Source data

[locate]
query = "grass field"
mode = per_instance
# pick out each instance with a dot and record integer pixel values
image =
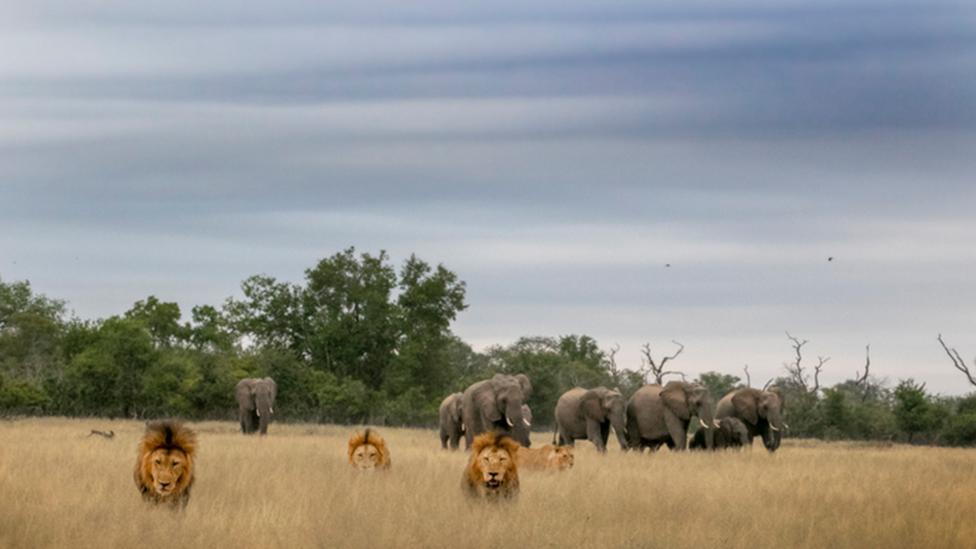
(60, 488)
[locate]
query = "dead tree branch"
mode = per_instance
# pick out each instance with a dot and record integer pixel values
(957, 361)
(649, 366)
(796, 369)
(862, 379)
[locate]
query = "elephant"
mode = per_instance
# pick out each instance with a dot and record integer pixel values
(731, 433)
(527, 415)
(452, 428)
(760, 410)
(496, 405)
(255, 400)
(659, 415)
(589, 414)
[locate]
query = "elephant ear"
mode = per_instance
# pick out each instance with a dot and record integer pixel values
(746, 406)
(526, 386)
(484, 399)
(676, 399)
(592, 405)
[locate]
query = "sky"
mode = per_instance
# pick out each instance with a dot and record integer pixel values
(557, 155)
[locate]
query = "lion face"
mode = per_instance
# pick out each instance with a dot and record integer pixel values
(166, 467)
(492, 471)
(560, 458)
(494, 464)
(366, 457)
(368, 451)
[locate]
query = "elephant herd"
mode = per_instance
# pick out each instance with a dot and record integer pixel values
(655, 415)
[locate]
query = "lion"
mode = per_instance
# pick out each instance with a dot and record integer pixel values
(368, 451)
(492, 472)
(164, 466)
(549, 457)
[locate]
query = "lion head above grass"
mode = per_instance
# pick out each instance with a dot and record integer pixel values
(164, 466)
(548, 457)
(368, 451)
(492, 472)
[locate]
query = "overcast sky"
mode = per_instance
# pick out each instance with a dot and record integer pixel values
(556, 155)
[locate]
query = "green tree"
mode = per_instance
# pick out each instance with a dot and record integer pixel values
(912, 409)
(30, 332)
(719, 384)
(161, 319)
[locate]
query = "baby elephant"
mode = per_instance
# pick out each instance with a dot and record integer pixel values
(731, 433)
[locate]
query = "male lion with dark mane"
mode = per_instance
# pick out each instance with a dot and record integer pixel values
(164, 467)
(550, 457)
(492, 472)
(368, 451)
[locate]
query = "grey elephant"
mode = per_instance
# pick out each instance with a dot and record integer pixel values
(255, 402)
(589, 414)
(496, 405)
(452, 426)
(731, 433)
(760, 410)
(527, 415)
(659, 415)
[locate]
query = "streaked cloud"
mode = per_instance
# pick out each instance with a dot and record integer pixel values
(556, 154)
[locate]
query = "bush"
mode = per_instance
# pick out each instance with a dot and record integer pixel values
(960, 430)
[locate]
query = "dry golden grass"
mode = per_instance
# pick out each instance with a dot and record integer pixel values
(294, 488)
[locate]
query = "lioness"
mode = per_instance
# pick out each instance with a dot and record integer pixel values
(553, 458)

Stated task
Reproduce the records verbatim, omitting all images they contain.

Answer below
[locate]
query = "grass field"
mode = per_instance
# pick out each instance with a dot and record integer pixel values
image =
(60, 488)
[locate]
query = "dead tree branch"
mode = per_instance
# pick out each instance with a dot and record integer pixel values
(957, 361)
(649, 366)
(796, 369)
(862, 379)
[locate]
query = "elephant"
mode = per_instance
# pick out each instance with a dot and record integer pixel values
(731, 433)
(527, 415)
(452, 428)
(760, 410)
(496, 405)
(255, 400)
(659, 415)
(589, 414)
[locate]
query = "elephant ear"
mode = per_instance
# pick out each instance with a dot and record integer pixel values
(746, 406)
(526, 386)
(484, 399)
(676, 399)
(592, 405)
[locate]
query = "sky"
mode = per_instance
# pick out each instance with a dot and record integer pixel values
(557, 155)
[locate]
query = "lion face"
mode = per_instance
# pick out each instance with a dot and record integer pixel values
(166, 467)
(492, 471)
(560, 458)
(494, 464)
(366, 457)
(368, 451)
[locate]
query = "elephant herd"
mode = per_instance
# pick out each instance with a dot and record integer pixel values
(655, 415)
[locate]
query = "lion"
mode = per_instance
# pick out each instance with a dot and record integer pixel values
(368, 451)
(492, 472)
(164, 466)
(549, 457)
[locate]
query = "lion head above grass"
mode = per_instance
# pick out each instance with a dot and record integer pixel values
(164, 466)
(548, 457)
(368, 451)
(492, 472)
[locate]
query = "overcast sky"
mode = per_instance
# pick out each instance with a dot and record integer pixel values
(556, 155)
[locate]
query = "green tree"
mode = per_instance
# pick out each instance with a dot and record integer pixel values
(912, 409)
(30, 332)
(719, 384)
(161, 319)
[locate]
query = "baby elephant"
mode = per_instance
# pick out each instance with a dot and record integer pixel values
(731, 433)
[locate]
query = "male lion with dark mane"
mode = per_instance
# pick out each instance with a dot and record integer pixel values
(164, 467)
(550, 457)
(492, 472)
(368, 451)
[locate]
query = "grey elephant"
mode = per_instance
# pick out each instance with a dot and record integer pixel values
(255, 402)
(589, 414)
(496, 405)
(452, 426)
(731, 433)
(760, 410)
(527, 415)
(659, 415)
[locate]
query = "streaked cloud"
mode = per_instance
# pick out each instance with a dot and record integer pixel values
(556, 154)
[locate]
query = "bush"
mode = per_instance
# pick out each instance with a dot and record integer pixel values
(960, 430)
[locate]
query = "dry golden grass"
mode = per_instance
# pick out each instance with a dot and record integer pixel values
(294, 488)
[locate]
query = "lioness"
mode = per_instance
# pick out each instance with a dot and record integer pixel values
(553, 458)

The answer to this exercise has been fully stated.